Unionized Apple retail workers plan a Christmas Strike for more benefits in Australia

Unionized Apple retail workers represented by Australia’s Retail and Fast Food Workers Union (RAFFWU) have announced a Christmas strike on December 23. The union said that two hundred workers around the country would go on a strike to demand better wages and working hours and conditions.

To counter the growing interest towards unionization in the United States, Apple introduced several benefits like education and health perksmore flexible work schedules, increased hour pay to $22 minimum, and vacation benefits.

However, the company withheld new benefits from the unioned stores and said that the union reps would have to negotiate their own benefits with the company. This tactic recently dissuaded the workers at the St.Louis Apple Store in Missouri to drop unionization efforts.

Apple

“Christmas strike” planned on December 23 to hurt Apple’s sales and service in Australia

As per a Reuters report, the Apple unionized workers have chosen to go on strike on December 23 after their bargaining efforts with the management failed to meet before February. Now, the workers expect a strike, ahead of Christmas, to “hurt” the company’s sales and services in the country. They want to pressure the tech giant to provide them with fixed working hours, two days consecutive weekends, and an annual pay rise.

It is planned that workers would stage a walkout of the retail store at 3 p.m. on Dec. 23 and would stay out throughout Christmas Eve which is usually a peak time for sales. Although it will be a nationwide action, it is expected to have the most significant impact on sales at two retail outlets in Brisbane, and one each in Adelaide and Newcastle where RAFFWU have the most members.

What is expected: Copy everything in the Apple strike article from "Unionized Apple retail workers represented" down to "hours and conditions.", word for word. The data that comes next is separate from the Apple strike article.

Given material:

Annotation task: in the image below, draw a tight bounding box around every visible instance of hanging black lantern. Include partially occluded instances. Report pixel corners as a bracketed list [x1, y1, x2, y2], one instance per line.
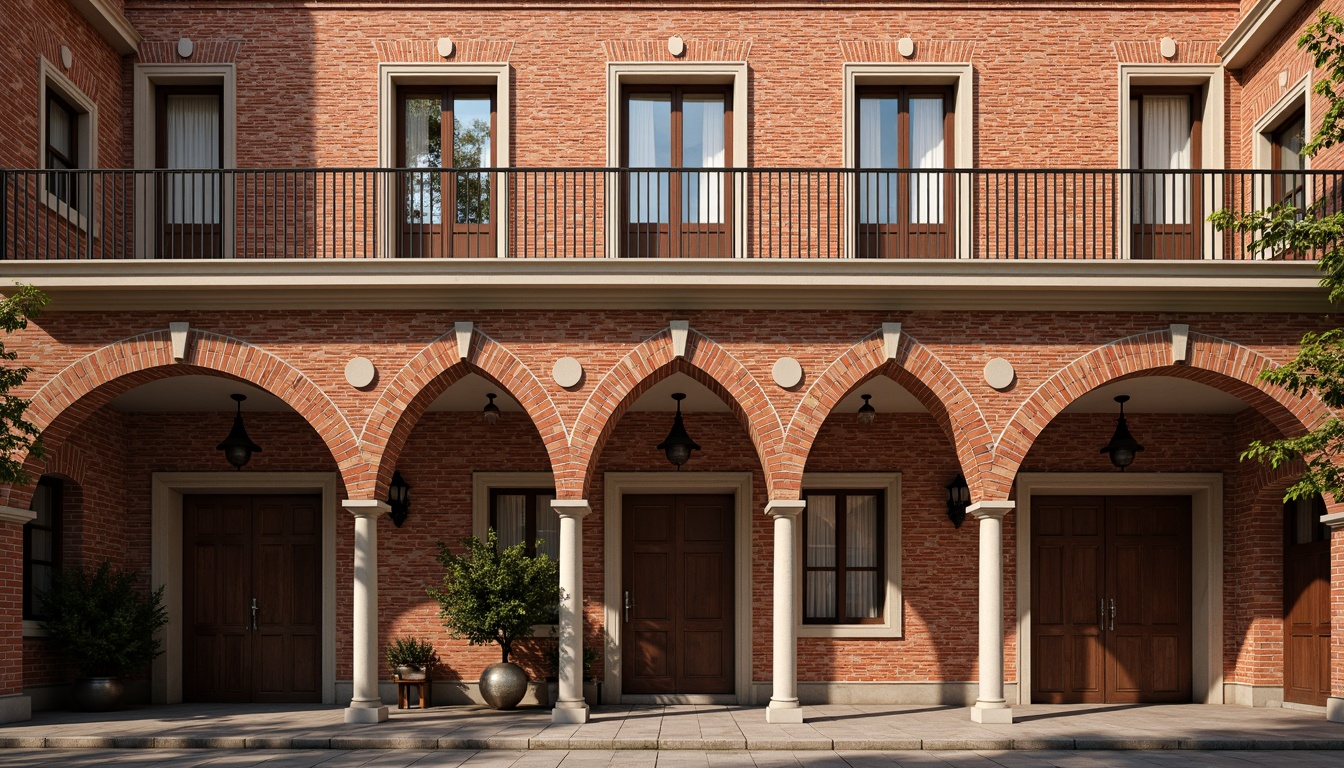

Answer box:
Unionized Apple retail workers represented by Australia’s Retail and Fast Food Workers Union (RAFFWU) have announced a Christmas strike on December 23. The union said that two hundred workers around the country would go on a strike to demand better wages and working hours and conditions.